Défi 1:
Réponds à ces questions sur l'homélie :
(a) Quel est le thème de ce dimanche ?
(b) Que se passe-t-il pour Pierre au moment où il se regarde ?
(c) De quel mot vient le mot « humilité » ?
Défi 2:
Retouche l'homélie : recopie tout le passage de « Vous avez bien » jusqu'à « pas d’air ! », en mettant « merveilles » partout à la place de « grandes choses ».
Défi 3:
Reprends l'homélie sur l'humilité là où elle s'arrête et continue-la.

Texte de l’homélie :
Le thème de ce dimanche, avec les lectures, c’est l’humilité.
Et l’écriture nous indique que l’humilité est le secret de Dieu, le secret des amis de Dieu, le secret de l’équilibre, bien sûr dont le plus important c’est l’amour, mais que serait un amour qui n’est pas un humble ? Ce serait simplement domination, comme l’envisageait Jean-Paul Sartre, en disant que l’amour est une autre manière de faire la guerre, d’inviter celui qui va être dominé, celui qui va prendre le pas.
Or, il en va tout autrement et, bien sûr, il faut que nous ayons une idée claire de ce qu’est l’humilité. Elle ne ressemble en rien à cette pusillanimité qui est tellement fréquente aujourd’hui chez les chrétiens, vous savez lorsqu’on vous propose de faire quelque chose, on répond non je ne suis pas capable, ça n’est pas possible, etc… ou qui est simplement dérobade.
La grâce de ne pas se regarder soi-même
L’humilité ce n’est absolument pas ça, c’est même-là plutôt une sorte d’orgueil inversé, parce que dans ce cas-là nous nous regardons. Or l’humilité c’est précisément la grâce de ne pas se regarder soi-même.
Vous avez bien Saint-Pierre, invité à marcher sur les eaux, au moment où il se regarde c’est fini, il coule. Mais s’il fixe les yeux sur Jésus, si son regard rencontre celui de Jésus, alors il marche et le Seigneur le soutient, lui fait accomplir d’ailleurs de grandes choses.
Car l’humilité n’est pas contraire aux grandes choses. La reine de l’humilité, la Vierge Marie, elle est dans l’église vraiment l’humble servante, la plus humble, la détentrice de la clé de l’humilité :
« Voici l’humble servante du Seigneur. »
Et pourtant dans le verset suivant, elle n’a pas peur de dire :
« Le Seigneur fit pour moi de grandes choses, toutes les générations me diront bienheureuse. »
Vous pensez sans doutes qu’elle ne manque pas d’air !
Accepter la vérité
Seulement c’est la vérité, car l’humilité, dont le mot vient de l’humus, la terre, cette terre qui est féconde, l’humus c’est la terre où il y a toutes les possibilités de germination, et bien l’humilité est simplement accepter la vérité.
La vérité de ce que nous sommes. Bien souvent c’est notre grande difficulté dans notre vie, dans notre vie de relation, dans notre vie avec nous-mêmes, dans notre vie avec Dieu. Souvent dans nos prières nous n’acceptons pas cette réalité et nous prions Dieu pour que ce soit autrement, suivant nos rêves, on invoque Dieu et on lui demande de faire le rôle de « Deus Ex machina », qui vient combler les trous qu’il y a dans le monde et faire marcher les choses qui ne marche pas pour que ce soit « suivant notre volonté ».

Données affichées:
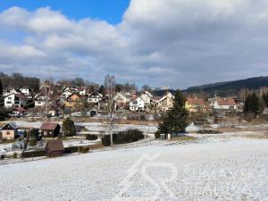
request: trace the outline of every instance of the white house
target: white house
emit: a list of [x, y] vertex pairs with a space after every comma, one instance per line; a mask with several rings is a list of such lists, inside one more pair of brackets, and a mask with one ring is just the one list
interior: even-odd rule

Réponse 1:
(a) L'humilité.
(b) Il coule.
(c) De l'humus, la terre.

Réponse 2:
Vous avez bien Saint-Pierre, invité à marcher sur les eaux, au moment où il se regarde c’est fini, il coule. Mais s’il fixe les yeux sur Jésus, si son regard rencontre celui de Jésus, alors il marche et le Seigneur le soutient, lui fait accomplir d’ailleurs de merveilles.
Car l’humilité n’est pas contraire aux merveilles. La reine de l’humilité, la Vierge Marie, elle est dans l’église vraiment l’humble servante, la plus humble, la détentrice de la clé de l’humilité :
« Voici l’humble servante du Seigneur. »
Et pourtant dans le verset suivant, elle n’a pas peur de dire :
« Le Seigneur fit pour moi de merveilles, toutes les générations me diront bienheureuse. »
Vous pensez sans doutes qu’elle ne manque pas d’air !

Réponse 3:
C’est peut-être l’image d’un Dieu tout-puissant qu’on veut s’imaginer et la tentation est grande d’ailleurs d’invoquer Dieu et cette force de Dieu qui va te rétablir, qui va mettre les choses dans l’ordre que nous avons inventé, que nous tirons selon notre lecture des Écritures, mais que nous voudrions que ce soit comme ça et du coup on n’a pas peur même d’invoquer la religion pour la violence, pour imposer notre pouvoir.
L’imitation de Dieu lui-même
Chez Dieu il en est de toute autre manière.
L’humilité est simplement une imitation, une suite de Dieu lui-même.
Vous vous souvenez cette hymne des Philippiens que l’on chante à l’office tous les samedis soir :
« Lui qui était de condition divine, égale à Dieu, il n’a pas saisi comme une proie le fait d’être Dieu, d’être égal à Dieu, mais il s’est dépouillé, il s’est anéanti lui-même en se faisant homme, serviteur, jusqu’à la mort, et la mort de la Croix. »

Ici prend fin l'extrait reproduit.